***** Given records *****

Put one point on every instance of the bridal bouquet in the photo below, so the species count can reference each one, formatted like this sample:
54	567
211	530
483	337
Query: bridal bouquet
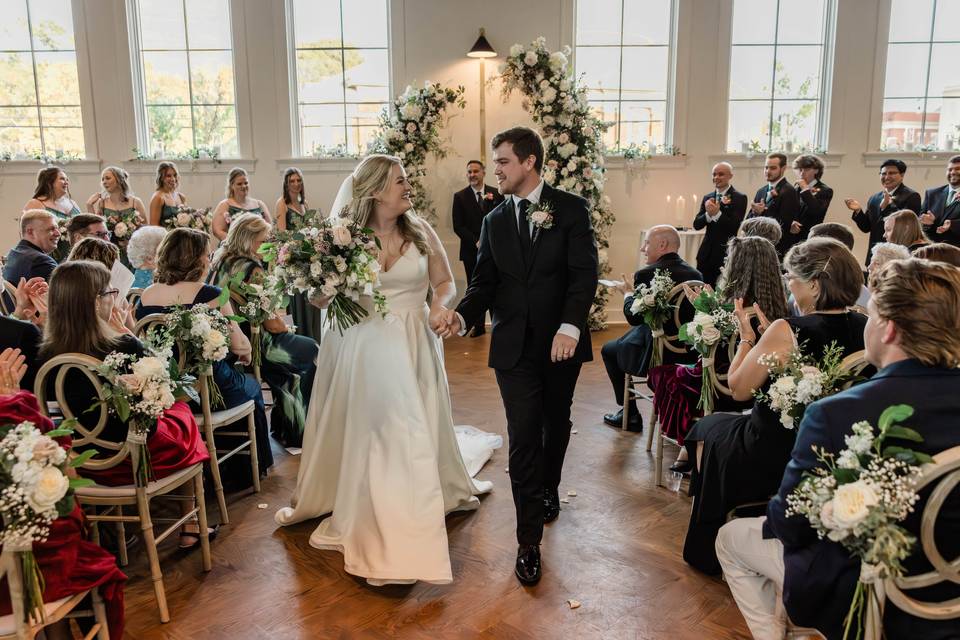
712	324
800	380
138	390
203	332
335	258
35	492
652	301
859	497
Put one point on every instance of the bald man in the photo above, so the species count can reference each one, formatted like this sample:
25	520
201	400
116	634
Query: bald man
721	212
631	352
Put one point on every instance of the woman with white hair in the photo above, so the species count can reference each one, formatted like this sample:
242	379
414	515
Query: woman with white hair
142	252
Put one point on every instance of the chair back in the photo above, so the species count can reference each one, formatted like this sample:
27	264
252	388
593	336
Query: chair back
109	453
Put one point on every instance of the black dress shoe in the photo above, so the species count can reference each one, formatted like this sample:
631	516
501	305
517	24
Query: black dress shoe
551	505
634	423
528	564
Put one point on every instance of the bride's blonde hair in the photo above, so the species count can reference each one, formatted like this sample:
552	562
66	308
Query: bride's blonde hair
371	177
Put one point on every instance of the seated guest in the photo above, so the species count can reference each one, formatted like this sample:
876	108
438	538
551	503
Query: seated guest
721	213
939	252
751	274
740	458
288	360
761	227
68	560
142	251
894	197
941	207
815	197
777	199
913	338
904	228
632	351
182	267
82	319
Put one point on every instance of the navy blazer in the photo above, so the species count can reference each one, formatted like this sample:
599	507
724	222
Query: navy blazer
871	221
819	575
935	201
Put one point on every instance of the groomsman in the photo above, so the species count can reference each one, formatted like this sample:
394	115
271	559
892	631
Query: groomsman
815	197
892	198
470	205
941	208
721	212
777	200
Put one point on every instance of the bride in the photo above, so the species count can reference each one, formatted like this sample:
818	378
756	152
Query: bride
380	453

*****
***** Given records *****

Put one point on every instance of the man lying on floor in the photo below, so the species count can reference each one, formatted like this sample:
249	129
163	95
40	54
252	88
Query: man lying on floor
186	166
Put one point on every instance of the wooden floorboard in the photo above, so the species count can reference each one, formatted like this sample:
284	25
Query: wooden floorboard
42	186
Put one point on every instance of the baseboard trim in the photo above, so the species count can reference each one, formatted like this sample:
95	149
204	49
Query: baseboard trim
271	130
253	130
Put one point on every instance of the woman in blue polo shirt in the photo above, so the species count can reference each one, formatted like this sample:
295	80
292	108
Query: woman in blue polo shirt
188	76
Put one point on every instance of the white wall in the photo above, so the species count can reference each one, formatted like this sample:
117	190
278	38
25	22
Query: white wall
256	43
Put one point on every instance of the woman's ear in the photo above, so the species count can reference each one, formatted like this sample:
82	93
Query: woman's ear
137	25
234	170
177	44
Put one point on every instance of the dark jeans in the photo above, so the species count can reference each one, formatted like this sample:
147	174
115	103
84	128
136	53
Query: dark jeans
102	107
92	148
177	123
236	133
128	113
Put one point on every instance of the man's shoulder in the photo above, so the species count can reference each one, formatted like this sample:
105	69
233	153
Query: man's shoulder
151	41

*****

Aim of the exercise
Find each line in the entries above that contains the word "dress", and copy those lines out in full.

Right answer
Put one point on every instance of the black dress shoe in the photo above, so the species count can reference each one, formatted like this sample:
Query: black dress shoe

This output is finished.